→ What you have to do: Below are records; reproduce exactly the lines from the one containing "black leather glove" through the end, both included, and only those.
:::
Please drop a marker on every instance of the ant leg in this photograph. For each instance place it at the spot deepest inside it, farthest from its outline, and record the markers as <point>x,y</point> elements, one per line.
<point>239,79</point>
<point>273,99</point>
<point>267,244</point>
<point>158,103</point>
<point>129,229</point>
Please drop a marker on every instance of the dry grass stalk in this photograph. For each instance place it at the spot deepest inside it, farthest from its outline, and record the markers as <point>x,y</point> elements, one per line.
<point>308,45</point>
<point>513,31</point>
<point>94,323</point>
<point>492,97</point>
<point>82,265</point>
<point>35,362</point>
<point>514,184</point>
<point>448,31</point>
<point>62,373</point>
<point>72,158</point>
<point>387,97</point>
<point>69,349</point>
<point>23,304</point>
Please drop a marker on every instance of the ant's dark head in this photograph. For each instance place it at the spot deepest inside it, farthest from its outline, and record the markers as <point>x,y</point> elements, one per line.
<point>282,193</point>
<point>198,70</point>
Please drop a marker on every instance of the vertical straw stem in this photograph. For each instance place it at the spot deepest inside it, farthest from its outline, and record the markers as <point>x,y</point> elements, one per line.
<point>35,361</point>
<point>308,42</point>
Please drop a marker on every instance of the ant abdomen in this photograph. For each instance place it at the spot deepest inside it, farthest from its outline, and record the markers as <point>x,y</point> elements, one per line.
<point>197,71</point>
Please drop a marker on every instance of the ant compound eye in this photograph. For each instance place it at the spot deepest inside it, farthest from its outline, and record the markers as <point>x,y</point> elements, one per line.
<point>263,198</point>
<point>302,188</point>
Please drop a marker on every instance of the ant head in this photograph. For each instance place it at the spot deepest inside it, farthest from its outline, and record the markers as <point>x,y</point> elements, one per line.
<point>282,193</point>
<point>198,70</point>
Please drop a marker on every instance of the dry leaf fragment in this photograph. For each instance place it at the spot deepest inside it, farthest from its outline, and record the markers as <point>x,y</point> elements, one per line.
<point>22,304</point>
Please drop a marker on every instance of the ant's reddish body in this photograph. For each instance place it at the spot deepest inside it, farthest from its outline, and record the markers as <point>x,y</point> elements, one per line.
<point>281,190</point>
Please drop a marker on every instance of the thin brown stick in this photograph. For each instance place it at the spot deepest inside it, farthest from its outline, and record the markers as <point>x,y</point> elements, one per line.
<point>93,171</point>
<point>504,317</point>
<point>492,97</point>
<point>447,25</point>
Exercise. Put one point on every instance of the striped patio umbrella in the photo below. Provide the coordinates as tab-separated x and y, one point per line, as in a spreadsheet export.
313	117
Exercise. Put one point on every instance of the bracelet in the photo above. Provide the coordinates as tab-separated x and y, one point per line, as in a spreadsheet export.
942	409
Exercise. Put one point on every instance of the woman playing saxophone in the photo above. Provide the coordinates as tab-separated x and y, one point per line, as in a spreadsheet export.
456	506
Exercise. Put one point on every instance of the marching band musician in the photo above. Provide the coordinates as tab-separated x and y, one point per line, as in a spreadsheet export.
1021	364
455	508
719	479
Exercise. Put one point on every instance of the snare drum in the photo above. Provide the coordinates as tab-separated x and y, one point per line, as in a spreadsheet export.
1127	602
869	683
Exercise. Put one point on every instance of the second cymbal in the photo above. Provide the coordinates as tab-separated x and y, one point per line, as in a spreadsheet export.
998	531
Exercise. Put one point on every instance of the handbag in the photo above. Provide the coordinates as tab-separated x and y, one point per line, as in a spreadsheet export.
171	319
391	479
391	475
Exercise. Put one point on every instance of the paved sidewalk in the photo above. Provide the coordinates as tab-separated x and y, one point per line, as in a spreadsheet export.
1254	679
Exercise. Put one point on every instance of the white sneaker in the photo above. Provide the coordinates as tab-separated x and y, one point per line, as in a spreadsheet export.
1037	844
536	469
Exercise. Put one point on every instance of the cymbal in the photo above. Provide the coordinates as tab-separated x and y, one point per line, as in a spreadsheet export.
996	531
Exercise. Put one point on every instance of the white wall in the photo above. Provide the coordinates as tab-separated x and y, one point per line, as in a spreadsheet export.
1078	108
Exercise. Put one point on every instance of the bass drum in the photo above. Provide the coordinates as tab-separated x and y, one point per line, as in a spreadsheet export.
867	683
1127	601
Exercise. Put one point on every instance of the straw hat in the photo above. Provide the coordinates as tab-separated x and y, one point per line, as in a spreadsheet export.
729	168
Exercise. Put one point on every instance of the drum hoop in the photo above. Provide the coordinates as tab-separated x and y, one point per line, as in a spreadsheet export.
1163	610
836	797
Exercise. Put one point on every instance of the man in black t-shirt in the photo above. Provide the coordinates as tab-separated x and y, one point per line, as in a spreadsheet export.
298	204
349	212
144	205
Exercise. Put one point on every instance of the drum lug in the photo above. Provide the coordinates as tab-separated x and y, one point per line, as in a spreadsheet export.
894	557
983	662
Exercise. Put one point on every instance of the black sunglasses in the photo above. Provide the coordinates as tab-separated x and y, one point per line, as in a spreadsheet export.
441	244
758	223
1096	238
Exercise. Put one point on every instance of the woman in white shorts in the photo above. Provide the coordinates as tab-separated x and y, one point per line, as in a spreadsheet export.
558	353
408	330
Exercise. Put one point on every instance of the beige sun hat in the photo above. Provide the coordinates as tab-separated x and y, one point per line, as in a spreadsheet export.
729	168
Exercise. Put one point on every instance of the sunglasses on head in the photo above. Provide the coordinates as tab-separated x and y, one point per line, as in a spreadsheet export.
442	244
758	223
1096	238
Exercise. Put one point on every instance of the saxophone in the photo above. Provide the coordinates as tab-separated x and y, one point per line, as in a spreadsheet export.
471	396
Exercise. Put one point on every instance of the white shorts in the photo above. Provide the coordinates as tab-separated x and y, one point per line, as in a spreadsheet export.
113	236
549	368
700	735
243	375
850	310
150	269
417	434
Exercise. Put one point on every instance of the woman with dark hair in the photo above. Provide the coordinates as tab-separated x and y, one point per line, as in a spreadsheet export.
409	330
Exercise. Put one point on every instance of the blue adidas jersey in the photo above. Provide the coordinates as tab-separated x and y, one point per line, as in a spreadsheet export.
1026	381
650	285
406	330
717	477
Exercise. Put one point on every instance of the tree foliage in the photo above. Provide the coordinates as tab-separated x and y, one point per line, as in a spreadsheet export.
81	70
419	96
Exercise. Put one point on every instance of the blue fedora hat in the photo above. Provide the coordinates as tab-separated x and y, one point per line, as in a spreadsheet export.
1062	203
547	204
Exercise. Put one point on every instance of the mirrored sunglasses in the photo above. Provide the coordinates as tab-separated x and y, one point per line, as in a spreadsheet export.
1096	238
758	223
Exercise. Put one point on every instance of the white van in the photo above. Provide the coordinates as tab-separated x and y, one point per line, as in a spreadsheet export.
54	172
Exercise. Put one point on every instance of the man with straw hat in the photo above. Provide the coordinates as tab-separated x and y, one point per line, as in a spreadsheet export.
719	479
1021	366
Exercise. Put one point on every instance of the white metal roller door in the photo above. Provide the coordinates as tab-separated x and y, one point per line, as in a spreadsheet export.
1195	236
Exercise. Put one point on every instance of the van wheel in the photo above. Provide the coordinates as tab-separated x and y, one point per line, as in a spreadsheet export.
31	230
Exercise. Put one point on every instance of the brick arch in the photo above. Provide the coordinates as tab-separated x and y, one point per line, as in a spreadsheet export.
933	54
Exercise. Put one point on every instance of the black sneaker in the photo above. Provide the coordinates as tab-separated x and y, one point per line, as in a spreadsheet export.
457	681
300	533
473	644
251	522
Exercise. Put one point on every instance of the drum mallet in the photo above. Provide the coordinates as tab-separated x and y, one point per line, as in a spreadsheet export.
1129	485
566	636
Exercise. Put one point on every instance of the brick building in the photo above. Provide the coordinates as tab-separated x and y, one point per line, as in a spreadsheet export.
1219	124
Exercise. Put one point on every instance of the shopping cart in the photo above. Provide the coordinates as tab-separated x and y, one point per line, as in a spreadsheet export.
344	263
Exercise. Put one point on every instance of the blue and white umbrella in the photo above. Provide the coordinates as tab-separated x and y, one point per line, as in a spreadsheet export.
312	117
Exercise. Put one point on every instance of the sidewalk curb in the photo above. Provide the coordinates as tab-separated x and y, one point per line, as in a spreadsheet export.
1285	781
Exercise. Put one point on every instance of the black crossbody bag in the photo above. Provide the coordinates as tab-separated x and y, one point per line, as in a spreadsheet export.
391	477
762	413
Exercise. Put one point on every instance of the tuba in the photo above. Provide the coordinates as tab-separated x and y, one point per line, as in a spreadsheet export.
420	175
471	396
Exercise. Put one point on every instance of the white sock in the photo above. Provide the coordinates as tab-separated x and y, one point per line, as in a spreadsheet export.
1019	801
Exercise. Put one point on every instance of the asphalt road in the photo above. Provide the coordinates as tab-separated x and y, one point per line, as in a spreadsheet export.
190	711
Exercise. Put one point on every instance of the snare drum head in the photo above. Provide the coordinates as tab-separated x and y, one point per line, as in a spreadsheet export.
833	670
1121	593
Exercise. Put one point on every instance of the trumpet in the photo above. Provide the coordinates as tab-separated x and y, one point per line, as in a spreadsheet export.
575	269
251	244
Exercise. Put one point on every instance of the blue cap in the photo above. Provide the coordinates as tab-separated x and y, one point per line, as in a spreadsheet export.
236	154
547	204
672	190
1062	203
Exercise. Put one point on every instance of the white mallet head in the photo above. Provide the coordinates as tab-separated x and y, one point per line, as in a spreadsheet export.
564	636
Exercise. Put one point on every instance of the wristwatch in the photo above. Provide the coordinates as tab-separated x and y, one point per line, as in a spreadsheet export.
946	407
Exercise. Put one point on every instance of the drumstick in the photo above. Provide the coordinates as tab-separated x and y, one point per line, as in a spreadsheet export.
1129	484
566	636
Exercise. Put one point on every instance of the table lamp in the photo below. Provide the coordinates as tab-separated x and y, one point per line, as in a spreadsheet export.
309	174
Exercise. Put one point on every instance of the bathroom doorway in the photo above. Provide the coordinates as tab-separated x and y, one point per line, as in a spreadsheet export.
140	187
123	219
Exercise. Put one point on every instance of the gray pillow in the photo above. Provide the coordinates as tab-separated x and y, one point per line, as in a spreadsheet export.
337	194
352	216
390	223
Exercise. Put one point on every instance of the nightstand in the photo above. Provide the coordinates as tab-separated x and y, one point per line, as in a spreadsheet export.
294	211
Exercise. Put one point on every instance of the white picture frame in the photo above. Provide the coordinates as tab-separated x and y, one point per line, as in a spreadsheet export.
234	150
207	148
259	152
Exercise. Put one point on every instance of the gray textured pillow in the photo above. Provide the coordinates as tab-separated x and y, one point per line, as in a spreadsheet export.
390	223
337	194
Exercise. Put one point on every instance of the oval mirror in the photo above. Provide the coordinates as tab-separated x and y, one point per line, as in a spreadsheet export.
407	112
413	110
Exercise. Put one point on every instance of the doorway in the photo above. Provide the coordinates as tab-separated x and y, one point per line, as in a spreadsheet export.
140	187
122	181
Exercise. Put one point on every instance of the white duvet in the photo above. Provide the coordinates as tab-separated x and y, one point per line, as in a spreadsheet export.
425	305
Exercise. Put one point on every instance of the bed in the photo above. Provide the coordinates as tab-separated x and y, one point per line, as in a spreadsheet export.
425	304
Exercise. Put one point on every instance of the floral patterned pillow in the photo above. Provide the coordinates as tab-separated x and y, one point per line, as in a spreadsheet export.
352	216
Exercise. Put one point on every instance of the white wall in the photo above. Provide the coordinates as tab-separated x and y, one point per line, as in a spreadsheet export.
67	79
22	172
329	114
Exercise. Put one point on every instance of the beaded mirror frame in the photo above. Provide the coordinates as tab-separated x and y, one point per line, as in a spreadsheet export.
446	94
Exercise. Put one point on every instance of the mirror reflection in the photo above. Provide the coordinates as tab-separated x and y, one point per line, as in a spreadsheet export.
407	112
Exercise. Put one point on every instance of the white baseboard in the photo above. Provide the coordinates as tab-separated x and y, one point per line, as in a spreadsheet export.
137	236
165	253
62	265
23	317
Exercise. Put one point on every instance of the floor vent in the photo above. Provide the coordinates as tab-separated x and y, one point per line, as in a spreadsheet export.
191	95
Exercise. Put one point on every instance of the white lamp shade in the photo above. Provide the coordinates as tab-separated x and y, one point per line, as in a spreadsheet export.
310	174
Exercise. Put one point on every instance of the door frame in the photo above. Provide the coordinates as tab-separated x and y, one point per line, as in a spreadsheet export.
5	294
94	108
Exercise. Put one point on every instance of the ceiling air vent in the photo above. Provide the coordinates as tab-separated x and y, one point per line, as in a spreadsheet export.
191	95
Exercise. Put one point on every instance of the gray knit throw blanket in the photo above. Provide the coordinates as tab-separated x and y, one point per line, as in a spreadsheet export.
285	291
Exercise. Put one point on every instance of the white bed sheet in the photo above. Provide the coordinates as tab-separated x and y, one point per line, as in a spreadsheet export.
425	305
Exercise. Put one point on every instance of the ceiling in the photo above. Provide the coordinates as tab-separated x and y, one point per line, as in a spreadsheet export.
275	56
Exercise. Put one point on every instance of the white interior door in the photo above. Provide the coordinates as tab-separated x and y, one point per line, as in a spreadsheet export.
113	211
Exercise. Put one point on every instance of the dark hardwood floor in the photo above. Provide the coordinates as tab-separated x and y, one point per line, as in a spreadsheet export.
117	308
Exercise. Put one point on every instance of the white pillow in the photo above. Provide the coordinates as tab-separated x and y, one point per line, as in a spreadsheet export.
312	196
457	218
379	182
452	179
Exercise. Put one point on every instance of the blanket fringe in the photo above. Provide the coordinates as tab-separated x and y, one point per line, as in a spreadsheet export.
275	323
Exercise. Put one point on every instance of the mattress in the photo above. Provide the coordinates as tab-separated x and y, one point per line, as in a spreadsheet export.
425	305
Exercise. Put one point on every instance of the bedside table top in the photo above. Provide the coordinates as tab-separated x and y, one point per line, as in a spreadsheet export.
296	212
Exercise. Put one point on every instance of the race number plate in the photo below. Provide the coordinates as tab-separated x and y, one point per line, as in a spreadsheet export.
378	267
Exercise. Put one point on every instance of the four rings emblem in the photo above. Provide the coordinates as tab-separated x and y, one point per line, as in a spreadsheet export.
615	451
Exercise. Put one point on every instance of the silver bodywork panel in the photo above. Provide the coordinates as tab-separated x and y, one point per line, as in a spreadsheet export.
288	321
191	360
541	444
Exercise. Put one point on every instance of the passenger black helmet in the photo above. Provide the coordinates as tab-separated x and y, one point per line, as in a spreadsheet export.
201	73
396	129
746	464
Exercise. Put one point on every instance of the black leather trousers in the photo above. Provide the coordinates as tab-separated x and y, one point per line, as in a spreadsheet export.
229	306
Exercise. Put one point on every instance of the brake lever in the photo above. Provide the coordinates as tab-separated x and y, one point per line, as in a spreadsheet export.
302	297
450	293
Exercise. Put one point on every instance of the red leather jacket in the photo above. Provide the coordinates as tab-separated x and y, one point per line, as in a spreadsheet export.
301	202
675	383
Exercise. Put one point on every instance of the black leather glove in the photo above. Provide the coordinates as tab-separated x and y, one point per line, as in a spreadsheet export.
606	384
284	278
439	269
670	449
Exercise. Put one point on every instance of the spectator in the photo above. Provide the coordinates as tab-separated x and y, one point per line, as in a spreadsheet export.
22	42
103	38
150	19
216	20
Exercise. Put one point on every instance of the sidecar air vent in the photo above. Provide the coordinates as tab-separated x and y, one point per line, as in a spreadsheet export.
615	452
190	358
:::
→ Right answer:
Exercise. Put one point on every instance of the black leather glove in the photo above. Provide the coordinates as tab-separated x and y, one point per line, as in a spreadsheet export.
606	384
284	278
439	269
670	449
Exercise. Put one point on every instance of the spectator in the photo above. Provide the coordinates as tab-separated x and y, one point per line, as in a spreadsheet export.
22	42
103	38
150	19
216	20
Exercise. Put one point on every instance of the sidecar air vent in the photo above. Provide the coordinates as tab-separated x and y, one point per line, as in a spreadsheet export.
615	452
190	358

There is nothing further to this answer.